§ Exercise brief
Every entry must be given again exactly as it is written.

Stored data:
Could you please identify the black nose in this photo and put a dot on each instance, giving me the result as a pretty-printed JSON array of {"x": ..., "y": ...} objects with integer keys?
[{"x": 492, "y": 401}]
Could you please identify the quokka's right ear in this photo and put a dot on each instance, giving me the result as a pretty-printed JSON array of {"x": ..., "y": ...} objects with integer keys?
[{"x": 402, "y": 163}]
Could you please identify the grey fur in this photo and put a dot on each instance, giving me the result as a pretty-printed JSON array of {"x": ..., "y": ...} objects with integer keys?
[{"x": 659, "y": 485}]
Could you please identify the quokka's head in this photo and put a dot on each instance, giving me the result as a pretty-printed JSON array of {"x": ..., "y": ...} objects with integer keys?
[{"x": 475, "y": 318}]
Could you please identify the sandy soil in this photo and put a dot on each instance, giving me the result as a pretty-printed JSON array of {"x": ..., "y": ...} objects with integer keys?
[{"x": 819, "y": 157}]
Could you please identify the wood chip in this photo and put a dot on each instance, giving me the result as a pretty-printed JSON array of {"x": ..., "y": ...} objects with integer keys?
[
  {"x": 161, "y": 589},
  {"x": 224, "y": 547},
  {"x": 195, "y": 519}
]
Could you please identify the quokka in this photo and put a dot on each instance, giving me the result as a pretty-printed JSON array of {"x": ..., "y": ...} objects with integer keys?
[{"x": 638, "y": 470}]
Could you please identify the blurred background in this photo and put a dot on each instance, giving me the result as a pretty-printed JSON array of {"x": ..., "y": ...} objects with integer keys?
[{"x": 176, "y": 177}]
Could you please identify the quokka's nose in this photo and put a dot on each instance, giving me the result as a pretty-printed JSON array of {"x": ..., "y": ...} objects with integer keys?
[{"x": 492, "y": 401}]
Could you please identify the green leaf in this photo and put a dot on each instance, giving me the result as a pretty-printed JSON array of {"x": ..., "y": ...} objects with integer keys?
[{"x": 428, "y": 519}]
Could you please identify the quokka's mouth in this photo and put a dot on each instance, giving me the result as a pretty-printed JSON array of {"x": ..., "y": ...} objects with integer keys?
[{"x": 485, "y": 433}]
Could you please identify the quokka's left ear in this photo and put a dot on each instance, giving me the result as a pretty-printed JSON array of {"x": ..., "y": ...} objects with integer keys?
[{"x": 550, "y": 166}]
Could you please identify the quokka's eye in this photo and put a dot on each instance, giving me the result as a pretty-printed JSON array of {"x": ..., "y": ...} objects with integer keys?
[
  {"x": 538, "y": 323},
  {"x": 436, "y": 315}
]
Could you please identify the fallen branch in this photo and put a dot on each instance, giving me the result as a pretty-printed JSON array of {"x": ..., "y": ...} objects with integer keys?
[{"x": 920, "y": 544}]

§ Solution for this task
Could you please identify the black nose in this photo and put a dot on each instance, giving me the result as a pretty-printed JSON array of {"x": ..., "y": ...} objects with integer keys?
[{"x": 492, "y": 401}]
Could you please identify the quokka's right ear in this photo and put a dot on each instance, giving me the result as a pretty-printed JSON array of {"x": ..., "y": ...} objects with integer keys?
[{"x": 402, "y": 163}]
Could you please identify the grey fur in this photo and put a dot on each instance, giving me the result as a pretty-printed JSON array of {"x": ..., "y": ...} objects with integer keys?
[{"x": 659, "y": 485}]
Could you please identify the quokka's head in this photo and put a dot on each instance, giving me the result as a pretty-printed JSON array of {"x": ..., "y": ...} objects with integer keys?
[{"x": 475, "y": 318}]
Could you please identify the sandy soil in this photo and put a dot on each instance, giving me the result as a pretty-printed JSON array of {"x": ..., "y": ...} objects with integer keys?
[{"x": 819, "y": 157}]
Could you please identify the wood chip in this photo and put a dot on each instance, giving me the result as a pretty-printed JSON array of {"x": ..., "y": ...} objects with integer keys?
[
  {"x": 161, "y": 589},
  {"x": 224, "y": 547},
  {"x": 195, "y": 519}
]
Could you please identify the quokka in this photo and put a dot on each instance, giving me the result as a pretty-printed JSON array of {"x": ..., "y": ...} objects with integer keys?
[{"x": 638, "y": 470}]
Could you please identify the blurred background in this photo and put a dot on each instance, giving me the result as a pretty-printed JSON array of {"x": ..., "y": ...} objects with integer keys?
[{"x": 176, "y": 177}]
Could you please identify the quokka's nose in this photo and put a dot on each instance, giving me the result as a pretty-printed JSON array of {"x": ..., "y": ...} objects with integer keys?
[{"x": 492, "y": 401}]
Could you please identify the green leaf in this photo and put a dot on each instance, giving me the result as a pretty-printed JSON array of {"x": ..., "y": ...} objects with integer keys?
[{"x": 428, "y": 519}]
Could you please identify the quokka's mouth in this photo and put a dot on each instance, giving me the result as a pretty-printed JSON array of {"x": ..., "y": ...} objects with integer keys?
[{"x": 485, "y": 433}]
Could you please identify the quokka's left ear in this photo and put a dot on each instance, giving me the result as a pretty-printed JSON array of {"x": ..., "y": ...} objects with integer keys?
[{"x": 550, "y": 166}]
Could you please identify the quokka's eye in this photo and put a dot on each instance, giving me the result as a pretty-printed JSON array of {"x": ..., "y": ...} objects with integer keys?
[
  {"x": 538, "y": 323},
  {"x": 436, "y": 315}
]
Could you please identify the fallen branch in this photo and put a dot on each instance, giving me the result as a pretty-printed JSON array of {"x": ..., "y": ...} objects with integer keys?
[{"x": 920, "y": 544}]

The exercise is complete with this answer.